Write out the entries below exactly, from the first line to the one with "positive clicks: (76, 1)", both ends included.

__________

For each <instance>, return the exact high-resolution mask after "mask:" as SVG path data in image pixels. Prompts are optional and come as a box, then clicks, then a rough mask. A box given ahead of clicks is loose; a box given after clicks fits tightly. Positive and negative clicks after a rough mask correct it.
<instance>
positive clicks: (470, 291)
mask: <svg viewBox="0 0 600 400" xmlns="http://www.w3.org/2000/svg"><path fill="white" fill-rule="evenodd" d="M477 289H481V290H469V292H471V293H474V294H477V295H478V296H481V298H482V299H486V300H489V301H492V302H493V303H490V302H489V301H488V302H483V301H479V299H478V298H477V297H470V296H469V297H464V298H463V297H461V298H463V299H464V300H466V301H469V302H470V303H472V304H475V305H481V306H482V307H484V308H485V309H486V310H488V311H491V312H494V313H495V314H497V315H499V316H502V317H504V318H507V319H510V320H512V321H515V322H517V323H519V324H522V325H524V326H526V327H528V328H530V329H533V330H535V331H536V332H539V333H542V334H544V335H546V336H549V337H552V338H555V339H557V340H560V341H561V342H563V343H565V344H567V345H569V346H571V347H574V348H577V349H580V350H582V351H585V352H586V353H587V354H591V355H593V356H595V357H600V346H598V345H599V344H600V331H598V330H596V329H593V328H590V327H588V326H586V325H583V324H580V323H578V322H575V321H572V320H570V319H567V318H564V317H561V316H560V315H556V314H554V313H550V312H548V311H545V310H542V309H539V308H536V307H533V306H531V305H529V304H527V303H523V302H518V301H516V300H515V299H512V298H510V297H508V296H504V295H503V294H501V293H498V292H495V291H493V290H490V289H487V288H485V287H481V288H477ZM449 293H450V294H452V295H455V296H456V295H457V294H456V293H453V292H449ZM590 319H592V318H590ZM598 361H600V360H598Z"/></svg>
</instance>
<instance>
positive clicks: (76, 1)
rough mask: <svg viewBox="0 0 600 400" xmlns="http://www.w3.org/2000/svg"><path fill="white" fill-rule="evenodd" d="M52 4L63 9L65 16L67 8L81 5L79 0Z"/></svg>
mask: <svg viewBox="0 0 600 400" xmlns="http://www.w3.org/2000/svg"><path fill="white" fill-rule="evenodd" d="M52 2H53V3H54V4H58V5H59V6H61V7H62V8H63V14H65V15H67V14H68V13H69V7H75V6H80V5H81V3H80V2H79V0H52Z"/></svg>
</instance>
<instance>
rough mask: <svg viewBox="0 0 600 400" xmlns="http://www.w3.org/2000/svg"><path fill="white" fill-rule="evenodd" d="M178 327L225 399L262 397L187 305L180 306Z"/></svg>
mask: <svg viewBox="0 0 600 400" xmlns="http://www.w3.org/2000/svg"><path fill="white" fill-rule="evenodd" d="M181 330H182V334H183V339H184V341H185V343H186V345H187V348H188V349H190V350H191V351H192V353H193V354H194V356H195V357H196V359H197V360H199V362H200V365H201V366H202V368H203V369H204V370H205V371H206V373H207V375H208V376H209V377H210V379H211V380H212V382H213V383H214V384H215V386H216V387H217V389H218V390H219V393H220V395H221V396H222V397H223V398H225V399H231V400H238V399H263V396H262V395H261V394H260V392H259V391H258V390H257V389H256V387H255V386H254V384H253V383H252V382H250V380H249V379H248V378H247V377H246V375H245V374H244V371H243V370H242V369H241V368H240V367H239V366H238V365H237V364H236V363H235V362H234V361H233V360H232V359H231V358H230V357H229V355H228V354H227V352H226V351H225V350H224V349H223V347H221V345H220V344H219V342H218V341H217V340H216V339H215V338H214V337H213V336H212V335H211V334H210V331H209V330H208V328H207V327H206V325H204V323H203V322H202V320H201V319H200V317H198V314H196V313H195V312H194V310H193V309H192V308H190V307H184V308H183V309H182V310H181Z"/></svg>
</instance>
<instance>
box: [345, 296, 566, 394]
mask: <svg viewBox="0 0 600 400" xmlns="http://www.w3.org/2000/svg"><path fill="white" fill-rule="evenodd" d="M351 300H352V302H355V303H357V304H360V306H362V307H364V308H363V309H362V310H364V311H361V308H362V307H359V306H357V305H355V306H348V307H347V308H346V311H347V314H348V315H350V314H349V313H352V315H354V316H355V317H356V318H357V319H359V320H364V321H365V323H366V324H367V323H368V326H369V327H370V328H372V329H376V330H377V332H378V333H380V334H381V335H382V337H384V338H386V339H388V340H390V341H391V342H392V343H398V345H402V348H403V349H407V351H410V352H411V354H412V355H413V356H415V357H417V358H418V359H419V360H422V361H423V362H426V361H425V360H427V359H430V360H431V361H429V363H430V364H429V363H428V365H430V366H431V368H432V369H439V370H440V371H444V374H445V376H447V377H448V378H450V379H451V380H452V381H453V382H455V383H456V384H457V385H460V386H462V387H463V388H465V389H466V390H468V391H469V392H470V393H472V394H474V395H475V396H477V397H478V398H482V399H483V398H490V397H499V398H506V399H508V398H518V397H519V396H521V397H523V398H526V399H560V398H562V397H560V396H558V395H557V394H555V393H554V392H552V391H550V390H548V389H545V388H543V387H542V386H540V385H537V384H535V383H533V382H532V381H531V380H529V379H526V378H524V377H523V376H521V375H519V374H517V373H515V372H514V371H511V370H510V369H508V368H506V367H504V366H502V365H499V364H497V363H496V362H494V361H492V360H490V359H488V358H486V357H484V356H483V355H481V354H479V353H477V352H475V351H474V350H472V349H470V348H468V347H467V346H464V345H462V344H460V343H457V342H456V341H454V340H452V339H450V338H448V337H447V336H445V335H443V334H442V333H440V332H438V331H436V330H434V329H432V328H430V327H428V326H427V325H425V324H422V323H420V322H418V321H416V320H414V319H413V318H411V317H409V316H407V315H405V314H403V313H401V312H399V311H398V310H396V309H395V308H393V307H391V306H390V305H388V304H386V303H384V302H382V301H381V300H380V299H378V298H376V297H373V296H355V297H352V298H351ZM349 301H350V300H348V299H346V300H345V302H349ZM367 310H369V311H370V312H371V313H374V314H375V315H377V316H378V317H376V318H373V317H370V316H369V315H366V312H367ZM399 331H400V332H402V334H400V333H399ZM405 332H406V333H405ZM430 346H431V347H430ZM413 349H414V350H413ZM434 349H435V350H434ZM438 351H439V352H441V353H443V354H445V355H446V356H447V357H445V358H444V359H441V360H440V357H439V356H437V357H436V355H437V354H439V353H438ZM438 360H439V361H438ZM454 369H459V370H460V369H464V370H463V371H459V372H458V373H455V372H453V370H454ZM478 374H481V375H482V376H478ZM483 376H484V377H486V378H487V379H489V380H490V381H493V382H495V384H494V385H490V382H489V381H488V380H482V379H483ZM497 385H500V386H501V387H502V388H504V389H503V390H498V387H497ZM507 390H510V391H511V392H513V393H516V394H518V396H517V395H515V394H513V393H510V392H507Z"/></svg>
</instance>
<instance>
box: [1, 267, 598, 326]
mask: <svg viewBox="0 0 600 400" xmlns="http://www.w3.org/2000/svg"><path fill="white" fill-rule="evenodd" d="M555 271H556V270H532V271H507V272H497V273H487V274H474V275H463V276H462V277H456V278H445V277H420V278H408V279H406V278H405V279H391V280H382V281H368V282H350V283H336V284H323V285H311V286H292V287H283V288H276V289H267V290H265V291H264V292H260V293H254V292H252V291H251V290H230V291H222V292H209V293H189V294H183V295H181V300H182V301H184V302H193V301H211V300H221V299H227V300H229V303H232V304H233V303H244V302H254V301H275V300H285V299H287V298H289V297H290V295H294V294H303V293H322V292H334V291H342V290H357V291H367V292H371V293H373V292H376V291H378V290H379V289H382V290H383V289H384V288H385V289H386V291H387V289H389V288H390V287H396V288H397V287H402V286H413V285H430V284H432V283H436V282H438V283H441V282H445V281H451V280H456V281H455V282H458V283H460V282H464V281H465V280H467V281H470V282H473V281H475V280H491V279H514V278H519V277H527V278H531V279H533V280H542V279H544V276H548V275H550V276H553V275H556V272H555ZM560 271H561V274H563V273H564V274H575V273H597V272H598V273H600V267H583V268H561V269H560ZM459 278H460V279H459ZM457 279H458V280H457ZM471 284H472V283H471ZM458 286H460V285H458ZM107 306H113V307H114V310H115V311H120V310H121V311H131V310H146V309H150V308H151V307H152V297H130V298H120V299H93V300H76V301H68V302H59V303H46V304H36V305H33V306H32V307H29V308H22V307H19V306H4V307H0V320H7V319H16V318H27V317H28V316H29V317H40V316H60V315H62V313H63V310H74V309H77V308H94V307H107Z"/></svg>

__________

**ANSWER SECTION**
For each <instance>, return the exact high-resolution mask after "mask:" as SVG path data in image pixels. Prompts are optional and come as a box, then clicks, then a rough mask. A box given ahead of clicks is loose; a box given after clicks fits tightly. Positive and negative clicks after a rough mask correct it.
<instance>
positive clicks: (470, 291)
mask: <svg viewBox="0 0 600 400" xmlns="http://www.w3.org/2000/svg"><path fill="white" fill-rule="evenodd" d="M477 289H481V290H469V292H471V293H474V294H477V295H478V296H481V298H482V299H486V300H489V301H492V302H493V303H490V302H489V301H488V302H483V301H479V299H478V298H477V297H470V296H469V297H464V298H463V297H461V298H463V299H464V300H466V301H469V302H470V303H472V304H475V305H481V306H482V307H484V308H485V309H486V310H488V311H491V312H494V313H495V314H497V315H499V316H502V317H504V318H507V319H510V320H512V321H515V322H517V323H519V324H522V325H524V326H526V327H528V328H530V329H533V330H535V331H536V332H539V333H542V334H544V335H546V336H549V337H552V338H555V339H557V340H560V341H561V342H563V343H565V344H567V345H569V346H571V347H574V348H577V349H580V350H582V351H585V352H586V353H587V354H591V355H593V356H595V357H600V346H598V345H599V344H600V331H598V330H596V329H593V328H590V327H588V326H586V325H583V324H580V323H578V322H575V321H572V320H570V319H567V318H564V317H561V316H560V315H556V314H554V313H550V312H548V311H545V310H542V309H539V308H536V307H533V306H531V305H529V304H527V303H523V302H518V301H516V300H515V299H512V298H510V297H508V296H504V295H503V294H501V293H498V292H495V291H493V290H490V289H487V288H485V287H481V288H477ZM449 293H450V294H452V295H455V296H456V295H457V294H456V293H453V292H449ZM590 319H592V318H590ZM598 361H600V360H598Z"/></svg>
</instance>
<instance>
positive clicks: (76, 1)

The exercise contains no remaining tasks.